SOURCE PASSAGE ▸
----

Some time ago, our old friend Pinhead sent along a clip from The New York Times ... As far as his research could tell, the first time that The New York Times mentioned the East Village in print was on Feb. 7, 1960 — 52 years ago today.
The article was titled "'Village' Spills Across 3D Ave." And it appeared on Page 1. As the article notes, the destruction of the Third Avenue El in 1956 "helped stir up a minor social and realty revolution on the Lower East Side."
And, here we go...
Uh-oh...
And here come the rental agents... in the eighth paragraph of the article, "East Village" makes its appearance...
The article makes a lot of interesting observations... such as the growth of "high-rent apartment houses" that popped up along Fourth Avenue, replacing some second-hand book shops in the process.
You can access (buy) the article at the Times here.
Future trivia: Feb. 5, 2012, was the first day that the Times mentioned "NoEVil."
29 comments:
I have a memory of the 3rd Ave El. I was perhaps 5 or 6 years old and climbing the staircase on 14th St to take the 3rd Ave El to the Bronx Zoo. So it must have been earlier then 1956 when it was torn down. We lived all over on the Lower East Side.
it's interesting to think about how slowly the gentrification of the East Village happened between 1960 and 2000. and then how it went into overdrive in the first decade of the 2000s.
they seem like two very different eras of gentrification--one taking 40 years and the other taking between a mere 5 - 10.
this has to be worth at least an essay by some urban scholar, right?

----

RECORDS ▸
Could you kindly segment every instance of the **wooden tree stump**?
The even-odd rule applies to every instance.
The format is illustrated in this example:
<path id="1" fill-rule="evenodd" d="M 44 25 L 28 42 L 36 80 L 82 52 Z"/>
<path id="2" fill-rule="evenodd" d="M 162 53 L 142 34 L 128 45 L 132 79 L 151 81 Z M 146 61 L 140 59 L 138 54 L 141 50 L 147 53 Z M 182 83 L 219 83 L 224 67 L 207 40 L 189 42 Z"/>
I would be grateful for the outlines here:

----

WHAT YOU NEED TO DO ▸
1 – Translate this sentence from the East Village post into Spanish: "As far as his research could tell, the first time that The New York Times mentioned the East Village in print was on Feb. 7, 1960 — 52 years ago today."
2 – Carry on the East Village post from its final sentence.

ANSWERS ▸
1 – Según lo que pudo averiguar en su investigación, la primera vez que The New York Times mencionó el East Village en su edición impresa fue el 7 de febrero de 1960, hoy hace 52 años.

2 –
Jeremiah: In practically all my fictional works there is mention the Lower East Side (100 Whores) or Times Square (Times Queer). The characters wander about looking for Something but never come close to even finding it. It's a shame and pity that LES has changed and altered itself to where a long time resident wouldn't be able to recognize it.
Jeremiah Moss
It's happening all over the city. And for that we can thank Michael Bloomberg, Mayor of Luxury City.
It's all L.E.S. baby. Viva Loisaida!
Was a cold water flat just what it says - no hot water? I get to ask one stupid question a month.
So there's nothing new under the sun then? Perhaps the stage is just being set for a renaissance. I've always thought that every great movement needs a villain.
Jeremiah: Google "super-gentrification." There are a couple interesting studies on it, one looking at Brooklyn Heights and another in London.
People have been talking about gentrification in Harlem forever (and the Times is basically obsessed) but it's still in that slow, 40 year period where there's lots of yuppies in new construction but the older units are still mostly populated with the working class people who've been there all their lives, plus immigrants who can still afford the rent. It takes a generation to turn over the housing stock, so 40 years sounds about right for the East Village to be transformed into a neighborhood of the NYU-affiliated and transient young professionals.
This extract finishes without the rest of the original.